All entries are to be given again verbatim.

^^^^

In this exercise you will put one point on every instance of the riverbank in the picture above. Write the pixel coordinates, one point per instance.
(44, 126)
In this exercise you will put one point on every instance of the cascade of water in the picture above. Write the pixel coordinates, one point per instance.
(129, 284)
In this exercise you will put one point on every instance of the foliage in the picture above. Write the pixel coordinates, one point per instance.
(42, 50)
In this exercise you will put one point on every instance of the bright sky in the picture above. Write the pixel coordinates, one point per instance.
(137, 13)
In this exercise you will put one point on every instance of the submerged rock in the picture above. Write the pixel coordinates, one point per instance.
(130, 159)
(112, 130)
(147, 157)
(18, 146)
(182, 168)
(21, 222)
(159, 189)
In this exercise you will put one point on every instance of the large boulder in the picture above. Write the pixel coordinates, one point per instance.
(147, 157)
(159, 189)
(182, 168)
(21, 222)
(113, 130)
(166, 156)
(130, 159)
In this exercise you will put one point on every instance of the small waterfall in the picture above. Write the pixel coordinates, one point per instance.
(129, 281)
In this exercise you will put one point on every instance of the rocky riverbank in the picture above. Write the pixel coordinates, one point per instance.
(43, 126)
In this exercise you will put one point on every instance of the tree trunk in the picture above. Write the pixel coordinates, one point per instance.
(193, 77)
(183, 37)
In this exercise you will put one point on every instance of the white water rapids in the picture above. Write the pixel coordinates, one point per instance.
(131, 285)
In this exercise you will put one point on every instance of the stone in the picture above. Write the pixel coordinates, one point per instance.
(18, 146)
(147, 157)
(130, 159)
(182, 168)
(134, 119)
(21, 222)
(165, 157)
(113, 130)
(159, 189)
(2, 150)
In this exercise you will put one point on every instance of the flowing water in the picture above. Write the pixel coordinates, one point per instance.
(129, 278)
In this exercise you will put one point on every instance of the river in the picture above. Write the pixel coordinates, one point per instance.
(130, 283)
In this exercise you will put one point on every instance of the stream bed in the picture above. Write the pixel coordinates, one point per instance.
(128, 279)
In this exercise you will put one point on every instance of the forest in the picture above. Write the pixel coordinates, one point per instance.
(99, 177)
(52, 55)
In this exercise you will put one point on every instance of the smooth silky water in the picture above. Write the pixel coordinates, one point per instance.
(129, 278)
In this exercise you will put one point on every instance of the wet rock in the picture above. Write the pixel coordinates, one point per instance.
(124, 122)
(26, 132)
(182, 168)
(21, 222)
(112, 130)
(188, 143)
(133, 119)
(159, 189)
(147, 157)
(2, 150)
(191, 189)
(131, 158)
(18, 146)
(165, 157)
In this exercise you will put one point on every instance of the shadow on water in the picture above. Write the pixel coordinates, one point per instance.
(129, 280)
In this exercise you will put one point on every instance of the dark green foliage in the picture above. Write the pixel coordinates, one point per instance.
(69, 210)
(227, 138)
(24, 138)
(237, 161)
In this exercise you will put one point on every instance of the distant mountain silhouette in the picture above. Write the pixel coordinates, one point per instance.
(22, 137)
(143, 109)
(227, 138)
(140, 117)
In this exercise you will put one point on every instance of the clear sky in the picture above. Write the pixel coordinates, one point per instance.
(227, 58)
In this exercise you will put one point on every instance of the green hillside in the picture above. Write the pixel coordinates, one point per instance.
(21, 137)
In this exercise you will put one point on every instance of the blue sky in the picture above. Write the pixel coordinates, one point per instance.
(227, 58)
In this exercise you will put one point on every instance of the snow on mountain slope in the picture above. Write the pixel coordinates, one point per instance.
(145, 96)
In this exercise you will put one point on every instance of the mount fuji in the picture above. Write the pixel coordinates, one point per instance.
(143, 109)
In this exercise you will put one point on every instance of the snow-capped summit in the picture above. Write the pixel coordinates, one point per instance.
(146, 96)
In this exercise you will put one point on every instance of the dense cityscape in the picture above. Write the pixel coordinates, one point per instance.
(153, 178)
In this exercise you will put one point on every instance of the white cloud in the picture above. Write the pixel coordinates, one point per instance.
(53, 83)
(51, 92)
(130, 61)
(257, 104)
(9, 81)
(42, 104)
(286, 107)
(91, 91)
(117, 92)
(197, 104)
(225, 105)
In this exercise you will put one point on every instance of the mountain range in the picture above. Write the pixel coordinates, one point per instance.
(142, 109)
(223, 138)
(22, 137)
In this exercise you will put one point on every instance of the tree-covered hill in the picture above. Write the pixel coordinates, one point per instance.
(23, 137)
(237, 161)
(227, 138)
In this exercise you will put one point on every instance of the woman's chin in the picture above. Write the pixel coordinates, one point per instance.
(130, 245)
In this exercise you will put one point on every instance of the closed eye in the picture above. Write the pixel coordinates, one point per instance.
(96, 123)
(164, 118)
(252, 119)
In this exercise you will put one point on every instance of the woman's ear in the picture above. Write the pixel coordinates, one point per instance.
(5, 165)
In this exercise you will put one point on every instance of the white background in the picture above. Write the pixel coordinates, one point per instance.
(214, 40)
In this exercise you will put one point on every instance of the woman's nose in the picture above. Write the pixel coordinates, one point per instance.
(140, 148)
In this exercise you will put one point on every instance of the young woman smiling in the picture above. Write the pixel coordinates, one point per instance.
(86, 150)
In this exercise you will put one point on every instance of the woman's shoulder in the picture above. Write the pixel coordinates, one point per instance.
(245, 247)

^^^^

--- YOUR SOLUTION ---
In this exercise you will put one point on every instance of the riverbank in the picture above. Write the pixel coordinates, one point per instance.
(44, 126)
In this exercise you will put one point on every instance of the cascade of water in the picture above. Write the pixel coordinates, one point per instance.
(129, 284)
In this exercise you will put one point on every instance of the foliage in the picture above. Write the pixel coordinates, one point per instance.
(42, 50)
In this exercise you will put one point on every instance of the bright sky in the picture above. Write the pixel coordinates, one point per instance.
(137, 13)
In this exercise you will put one point on every instance of the submerged rock in the picture above. Write the pixel coordinates, one point per instance.
(130, 159)
(112, 130)
(147, 157)
(18, 146)
(182, 168)
(21, 222)
(159, 189)
In this exercise you will put one point on every instance of the large boulder in the picture above. Write the pixel coordinates, one point per instance.
(147, 157)
(159, 189)
(182, 168)
(21, 222)
(113, 130)
(166, 156)
(130, 159)
In this exercise you will put one point on every instance of the small waterfall in the picture above. Write the pixel coordinates, one point per instance.
(129, 281)
In this exercise you will put one point on every instance of the rocky riverbank in the picture above. Write the pixel coordinates, one point per instance.
(43, 126)
In this exercise you will put one point on every instance of the tree trunk in the picture above. Write the pixel coordinates, one point per instance.
(193, 77)
(183, 37)
In this exercise you will put one point on every instance of the white water rapids in the picture above. Write the pixel coordinates, one point per instance.
(131, 285)
In this exercise you will put one point on every instance of the stone in the picture above. Write the pixel coordinates, one point per instance.
(18, 146)
(147, 157)
(130, 159)
(182, 168)
(134, 119)
(21, 222)
(165, 157)
(113, 130)
(159, 189)
(2, 150)
In this exercise you will put one point on every instance of the flowing water in the picture above. Write the pixel coordinates, one point per instance.
(129, 278)
In this exercise you will put one point on every instance of the river in the picture above. Write the pixel coordinates, one point per instance.
(130, 283)
In this exercise you will put one point on every instance of the stream bed in the picture above. Write the pixel coordinates, one point per instance.
(128, 279)
In this exercise you will put one point on every instance of the forest in the picture above. Write the pixel coordinates, one point per instance.
(99, 177)
(52, 55)
In this exercise you will put one point on every instance of the smooth silky water in the picture above. Write the pixel coordinates, one point per instance.
(129, 278)
In this exercise you will put one point on every instance of the wet rock in the picture above. Write the pixel coordinates, one point per instance.
(124, 122)
(26, 132)
(182, 168)
(21, 222)
(112, 130)
(188, 143)
(133, 119)
(159, 189)
(147, 157)
(2, 150)
(191, 189)
(131, 158)
(18, 146)
(165, 157)
In this exercise you will put one point on every instance of the shadow on water in the picture above. Write the pixel coordinates, one point per instance.
(129, 280)
In this exercise you will put one point on every instance of the dark green foliage in the picture above. Write the pixel coordinates, one point per instance.
(69, 210)
(227, 138)
(24, 138)
(237, 161)
In this exercise you will put one point on every instance of the distant mountain silhouette in the picture above. Write the pixel coordinates, one point per instance.
(22, 137)
(143, 109)
(227, 138)
(140, 117)
In this exercise you will put one point on every instance of the clear sky in the picture above. Write the pixel coordinates, one point per instance.
(227, 58)
In this exercise you will put one point on every instance of the green hillside in the picture above. Write the pixel coordinates, one point per instance.
(21, 137)
In this exercise you will put one point on every instance of the blue sky in the picture above. Write the pixel coordinates, one point per instance.
(227, 58)
In this exercise you will put one point on every instance of the snow on mountain slope in the picture above. Write the pixel coordinates, one point per instance.
(145, 96)
In this exercise you will put one point on every instance of the mount fuji in the picture above. Write the pixel coordinates, one point per instance.
(143, 109)
In this exercise you will put one point on every instance of the snow-capped summit in the picture above. Write the pixel coordinates, one point per instance.
(146, 96)
In this exercise you will put one point on every instance of the dense cityscape in the picture above. Write the pixel coordinates, one point per instance.
(153, 178)
In this exercise you will put one point on every instance of the white cloud in the picture above. Write the pixel coordinates, one point per instance.
(53, 83)
(51, 92)
(130, 61)
(257, 104)
(9, 81)
(42, 104)
(286, 107)
(91, 91)
(117, 92)
(197, 104)
(225, 105)
In this exercise you will put one point on every instance of the mountain range in the picture above. Write the pixel coordinates, one point per instance.
(142, 109)
(223, 138)
(22, 137)
In this exercise you will put one point on every instance of the tree-covered hill in the picture above. Write the pixel coordinates, one point per instance.
(23, 137)
(237, 161)
(227, 138)
In this exercise you will put one point on every instance of the woman's chin in the picture above. Write the pixel coordinates, one point per instance.
(130, 245)
In this exercise you will put one point on every instance of the closed eye in the picture above. Write the pixel coordinates, one point per instance.
(96, 123)
(164, 118)
(252, 119)
In this exercise you will put one point on every instance of the woman's ear in the picture above. Write the pixel coordinates, one point per instance.
(5, 165)
In this exercise you will put one point on every instance of the white background in the picture above. Write the pixel coordinates, one point per instance.
(214, 40)
In this exercise you will put one point on every instance of the woman's nose in the picture above. Write the pixel coordinates, one point per instance.
(140, 148)
In this exercise you will put one point on every instance of the young woman smiling in the picture above. Write the pixel coordinates, one point per instance.
(86, 150)
In this exercise you will put one point on every instance of the woman's shoulder in the picture above. Write the pixel coordinates, one point per instance.
(245, 247)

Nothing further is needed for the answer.